:: WORK TO DO ::
Copy the material below, starting at the line that contains "Where can the water" and running through the end, but change "stone column" to "stone pillar" and leave everything else the same.

* start SUPPLIED DATA *

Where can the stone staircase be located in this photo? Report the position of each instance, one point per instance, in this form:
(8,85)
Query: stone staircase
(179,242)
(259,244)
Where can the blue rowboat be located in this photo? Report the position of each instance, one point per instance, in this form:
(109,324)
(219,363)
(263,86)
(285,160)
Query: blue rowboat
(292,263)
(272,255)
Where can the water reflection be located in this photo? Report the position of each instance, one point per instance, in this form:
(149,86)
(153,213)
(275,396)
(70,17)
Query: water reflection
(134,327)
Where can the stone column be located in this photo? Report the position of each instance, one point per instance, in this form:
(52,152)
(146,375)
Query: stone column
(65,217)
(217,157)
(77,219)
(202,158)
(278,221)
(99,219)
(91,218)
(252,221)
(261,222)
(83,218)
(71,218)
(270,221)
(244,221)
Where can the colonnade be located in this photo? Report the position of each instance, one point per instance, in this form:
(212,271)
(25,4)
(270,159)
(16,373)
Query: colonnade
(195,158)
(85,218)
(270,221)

* end SUPPLIED DATA *

:: OUTPUT FOR THIS TASK ::
Where can the water reflection be located in this photo? Report the position of each instance, one point per instance, in this form:
(149,86)
(153,213)
(275,396)
(70,17)
Query: water reflection
(134,327)
Where can the stone pillar be located in this photo? Report the position of each instance, one point per instance, in this form:
(52,152)
(146,375)
Query: stone pillar
(65,217)
(217,157)
(77,219)
(202,158)
(278,221)
(99,219)
(91,218)
(252,221)
(261,222)
(83,218)
(71,218)
(270,221)
(244,221)
Where can the colonnade be located in this photo? Report the position of each instance, one point per instance, in this form:
(212,271)
(25,4)
(270,159)
(16,373)
Query: colonnade
(195,158)
(85,218)
(270,221)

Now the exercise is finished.